** Given exercise **
Rewrite every line of the listing below as a JSON array of strings, one string per line, skipping blank lines. Leave out the images themselves.

[Records]
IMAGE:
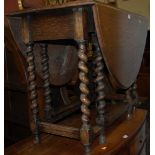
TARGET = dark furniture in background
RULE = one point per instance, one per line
(39, 82)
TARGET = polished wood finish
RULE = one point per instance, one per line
(100, 100)
(44, 25)
(115, 144)
(42, 31)
(86, 129)
(117, 30)
(45, 73)
(33, 92)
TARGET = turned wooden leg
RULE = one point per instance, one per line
(45, 72)
(86, 130)
(130, 102)
(100, 91)
(33, 91)
(135, 94)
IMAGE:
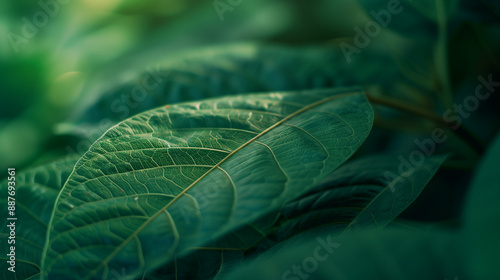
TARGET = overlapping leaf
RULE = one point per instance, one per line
(230, 160)
(367, 192)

** Solution to this exercise **
[
  "IMAGE:",
  "TARGET = dark furniture in background",
  "RULE = one point per instance, one per line",
  "(39, 82)",
  "TARGET = polished wood finish",
  "RULE = one point per instance, one per line",
  "(100, 100)",
  "(44, 25)",
  "(115, 144)",
  "(42, 31)",
  "(86, 129)",
  "(117, 30)",
  "(45, 73)",
  "(33, 92)",
  "TARGET = turned wooden leg",
  "RULE = one point per instance, one per line",
  "(45, 72)",
  "(86, 130)",
  "(130, 102)",
  "(100, 91)",
  "(33, 91)",
  "(135, 94)",
  "IMAGE:",
  "TARGET = overlapping leaf",
  "RULE = one point per instance, one per line",
  "(230, 160)",
  "(367, 192)"
]